UKRAINE’S military chief warned on the weekend that the battlefield situation in the industrial east has “significantly worsened in recent days,” as warming weather allowed Russian forces to launch a fresh push along several stretches of the more than 620-mile front line.

In an update on the Telegram messaging app, general Oleksandr Syrskyy said that Moscow had “significantly” ramped up its assaults since President Vladimir Putin extended his nearly quarter-century rule in last month’s election.

According to Mr Syrskyy, Russian forces have been “actively attacking” Ukrainian positions in three areas of the eastern Donetsk region, near the cities of Lyman, Bakhmut and Pokrovsk, and beginning to launch tank assaults as drier, warmer spring weather has made it easier for heavy vehicles to move across previously muddy terrain.

“Despite significant losses, the enemy is intensifying its efforts by using new units [equipped with] armoured vehicles, thanks to which it periodically achieves tactical success,” Mr Syrskyy said.

A Russian Defence Ministry spokesman on Saturday confirmed the capture of a village that had been the site of fierce fighting for nearly 18 months.

__COLLECTED MATERIAL__:
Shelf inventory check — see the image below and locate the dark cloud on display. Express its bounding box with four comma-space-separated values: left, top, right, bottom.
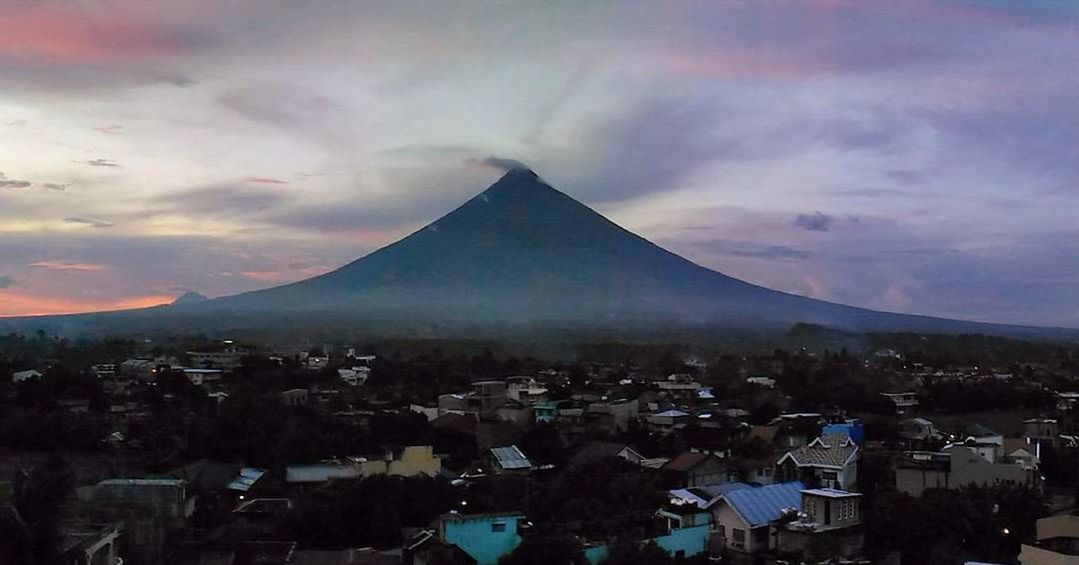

__WHAT NEEDS TO BE DONE__: In the text about the fighting in eastern Ukraine, near which three cities have Russian forces been actively attacking Ukrainian positions in the Donetsk region?

__SOLVED EXERCISE__: Lyman, Bakhmut and Pokrovsk.